[Illustration: Generosity of Scipio.]
Toward the close of the year B.C. 206, Scipio surrendered the command
of the Roman forces in Spain to the proconsuls L. Lentulus and L.
Manlius Acidinus, and returned to Rome. He delivered to the aerarium
the immense treasures which he brought from Spain. He evidently
wished for a triumph, but the senate paid no attention to his wishes,
for no one had ever triumphed at Rome before he had held the
consulship. In the year B.C. 205, Scipio was made consul with P.
Licinius Crassus, who was at the same time pontifex maximus, and was
consequently not allowed to leave Italy. If, therefore, a war was to
be carried on abroad, the command necessarily devolved upon Scipio.
His wish was immediately to sail with an army to Africa, but the more
cautious senators, and especially Q. Fabius, were decidedly opposed to
his plan, partly because Hannibal, as long as he was in Italy,
appeared too formidable to be neglected, and partly because they were
influenced by jealousy.

Data lines →
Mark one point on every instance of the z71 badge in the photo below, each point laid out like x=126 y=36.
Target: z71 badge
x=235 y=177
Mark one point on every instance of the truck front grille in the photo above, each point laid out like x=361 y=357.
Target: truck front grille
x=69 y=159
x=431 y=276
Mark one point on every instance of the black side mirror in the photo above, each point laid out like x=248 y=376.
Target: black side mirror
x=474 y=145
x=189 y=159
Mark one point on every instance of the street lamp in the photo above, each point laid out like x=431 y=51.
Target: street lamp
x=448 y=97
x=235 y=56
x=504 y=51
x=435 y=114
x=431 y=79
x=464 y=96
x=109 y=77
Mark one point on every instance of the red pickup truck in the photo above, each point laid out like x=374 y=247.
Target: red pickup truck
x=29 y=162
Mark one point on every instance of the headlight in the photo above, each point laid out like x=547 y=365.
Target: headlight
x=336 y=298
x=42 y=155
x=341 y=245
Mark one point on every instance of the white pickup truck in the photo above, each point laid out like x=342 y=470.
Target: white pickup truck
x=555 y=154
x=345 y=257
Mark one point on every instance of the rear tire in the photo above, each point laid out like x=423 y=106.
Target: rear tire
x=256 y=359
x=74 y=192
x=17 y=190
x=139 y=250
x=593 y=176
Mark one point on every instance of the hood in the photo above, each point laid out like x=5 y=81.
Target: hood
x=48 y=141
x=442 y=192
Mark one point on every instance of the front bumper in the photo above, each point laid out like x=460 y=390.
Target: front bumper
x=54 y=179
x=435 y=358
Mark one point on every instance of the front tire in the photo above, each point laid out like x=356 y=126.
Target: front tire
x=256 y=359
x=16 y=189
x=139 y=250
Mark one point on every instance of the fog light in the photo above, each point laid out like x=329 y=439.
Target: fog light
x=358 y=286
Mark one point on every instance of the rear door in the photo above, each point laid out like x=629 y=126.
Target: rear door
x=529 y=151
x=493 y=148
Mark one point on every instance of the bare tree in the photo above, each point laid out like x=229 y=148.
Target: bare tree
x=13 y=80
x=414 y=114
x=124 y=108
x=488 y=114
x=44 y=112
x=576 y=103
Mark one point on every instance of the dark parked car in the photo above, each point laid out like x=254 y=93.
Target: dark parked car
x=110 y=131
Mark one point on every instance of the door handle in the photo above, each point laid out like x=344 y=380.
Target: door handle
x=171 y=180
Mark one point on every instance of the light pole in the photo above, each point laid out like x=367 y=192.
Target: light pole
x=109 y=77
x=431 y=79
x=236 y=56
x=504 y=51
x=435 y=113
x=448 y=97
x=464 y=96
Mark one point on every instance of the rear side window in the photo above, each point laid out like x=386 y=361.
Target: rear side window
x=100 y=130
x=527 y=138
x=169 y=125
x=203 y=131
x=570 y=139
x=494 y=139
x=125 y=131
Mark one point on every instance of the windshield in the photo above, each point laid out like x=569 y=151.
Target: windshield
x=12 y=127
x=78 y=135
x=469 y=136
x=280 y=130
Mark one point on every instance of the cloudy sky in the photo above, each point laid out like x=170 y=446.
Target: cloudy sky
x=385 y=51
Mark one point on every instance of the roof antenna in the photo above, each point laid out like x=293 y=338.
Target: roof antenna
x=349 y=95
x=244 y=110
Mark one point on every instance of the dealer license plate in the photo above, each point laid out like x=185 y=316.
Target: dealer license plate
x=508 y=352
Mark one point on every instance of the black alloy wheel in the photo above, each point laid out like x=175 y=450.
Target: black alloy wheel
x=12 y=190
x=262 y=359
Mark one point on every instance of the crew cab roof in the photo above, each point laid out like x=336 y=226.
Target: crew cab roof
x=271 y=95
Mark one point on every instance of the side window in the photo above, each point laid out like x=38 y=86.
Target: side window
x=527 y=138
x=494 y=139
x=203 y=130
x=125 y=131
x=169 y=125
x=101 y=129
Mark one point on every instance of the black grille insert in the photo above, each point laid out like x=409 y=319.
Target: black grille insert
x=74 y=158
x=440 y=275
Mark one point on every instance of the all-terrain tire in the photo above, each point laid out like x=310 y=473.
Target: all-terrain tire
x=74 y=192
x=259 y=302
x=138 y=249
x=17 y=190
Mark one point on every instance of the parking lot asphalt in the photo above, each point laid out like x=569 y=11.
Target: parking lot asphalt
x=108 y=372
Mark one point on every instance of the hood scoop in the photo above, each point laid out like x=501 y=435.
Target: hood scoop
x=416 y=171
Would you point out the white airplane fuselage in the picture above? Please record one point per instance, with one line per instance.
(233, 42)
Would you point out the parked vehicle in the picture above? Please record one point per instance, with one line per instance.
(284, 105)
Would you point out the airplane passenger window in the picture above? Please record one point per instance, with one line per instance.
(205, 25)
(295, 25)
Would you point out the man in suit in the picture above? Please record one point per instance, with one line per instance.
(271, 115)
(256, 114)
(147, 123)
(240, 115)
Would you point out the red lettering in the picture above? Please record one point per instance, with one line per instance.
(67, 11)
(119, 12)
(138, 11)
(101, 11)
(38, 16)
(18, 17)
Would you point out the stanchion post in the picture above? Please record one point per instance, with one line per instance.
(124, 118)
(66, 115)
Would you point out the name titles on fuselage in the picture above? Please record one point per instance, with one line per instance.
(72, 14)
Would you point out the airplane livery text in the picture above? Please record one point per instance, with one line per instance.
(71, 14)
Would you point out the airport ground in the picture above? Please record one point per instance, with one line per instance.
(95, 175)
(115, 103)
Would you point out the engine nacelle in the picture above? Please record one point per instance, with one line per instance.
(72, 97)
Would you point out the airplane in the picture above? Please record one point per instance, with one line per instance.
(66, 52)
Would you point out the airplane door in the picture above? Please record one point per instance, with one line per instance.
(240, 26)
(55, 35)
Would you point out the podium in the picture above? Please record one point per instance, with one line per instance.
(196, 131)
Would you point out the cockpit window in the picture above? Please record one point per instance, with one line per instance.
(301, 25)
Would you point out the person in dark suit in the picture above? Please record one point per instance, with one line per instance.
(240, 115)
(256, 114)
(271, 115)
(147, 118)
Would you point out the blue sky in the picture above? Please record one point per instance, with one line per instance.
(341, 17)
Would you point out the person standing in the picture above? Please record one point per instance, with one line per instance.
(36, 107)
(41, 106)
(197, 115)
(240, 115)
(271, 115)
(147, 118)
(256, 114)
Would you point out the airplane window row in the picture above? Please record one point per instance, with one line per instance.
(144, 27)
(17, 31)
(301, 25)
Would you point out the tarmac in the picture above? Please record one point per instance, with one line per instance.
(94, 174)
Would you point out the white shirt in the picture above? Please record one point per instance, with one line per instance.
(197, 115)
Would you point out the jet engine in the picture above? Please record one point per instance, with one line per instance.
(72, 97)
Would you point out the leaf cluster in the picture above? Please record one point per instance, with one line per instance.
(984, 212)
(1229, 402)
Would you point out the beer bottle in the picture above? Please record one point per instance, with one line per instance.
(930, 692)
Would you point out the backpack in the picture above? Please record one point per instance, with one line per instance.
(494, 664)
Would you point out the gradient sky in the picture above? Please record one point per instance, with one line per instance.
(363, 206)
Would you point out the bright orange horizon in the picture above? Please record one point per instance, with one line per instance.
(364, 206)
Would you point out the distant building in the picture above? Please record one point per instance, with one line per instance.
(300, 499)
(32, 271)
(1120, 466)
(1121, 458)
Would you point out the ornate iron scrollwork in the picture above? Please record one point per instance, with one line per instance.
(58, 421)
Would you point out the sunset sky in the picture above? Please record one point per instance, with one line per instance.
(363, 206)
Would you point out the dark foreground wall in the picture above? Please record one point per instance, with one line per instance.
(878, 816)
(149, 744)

Actions to take →
[1] Reproduce word for word the passage about Scipio, everything from "His wish was" down to "influenced by jealousy.".
[2] List every line of the records that holds the word "handle".
These records bear no relation to the passage about Scipio.

Expected results →
[1]
His wish was immediately to sail with an army to Africa, but the more
cautious senators, and especially Q. Fabius, were decidedly opposed to
his plan, partly because Hannibal, as long as he was in Italy,
appeared too formidable to be neglected, and partly because they were
influenced by jealousy.

[2]
Mark one point on every instance of the door handle in the photo above, each point laid out like x=344 y=380.
Target: door handle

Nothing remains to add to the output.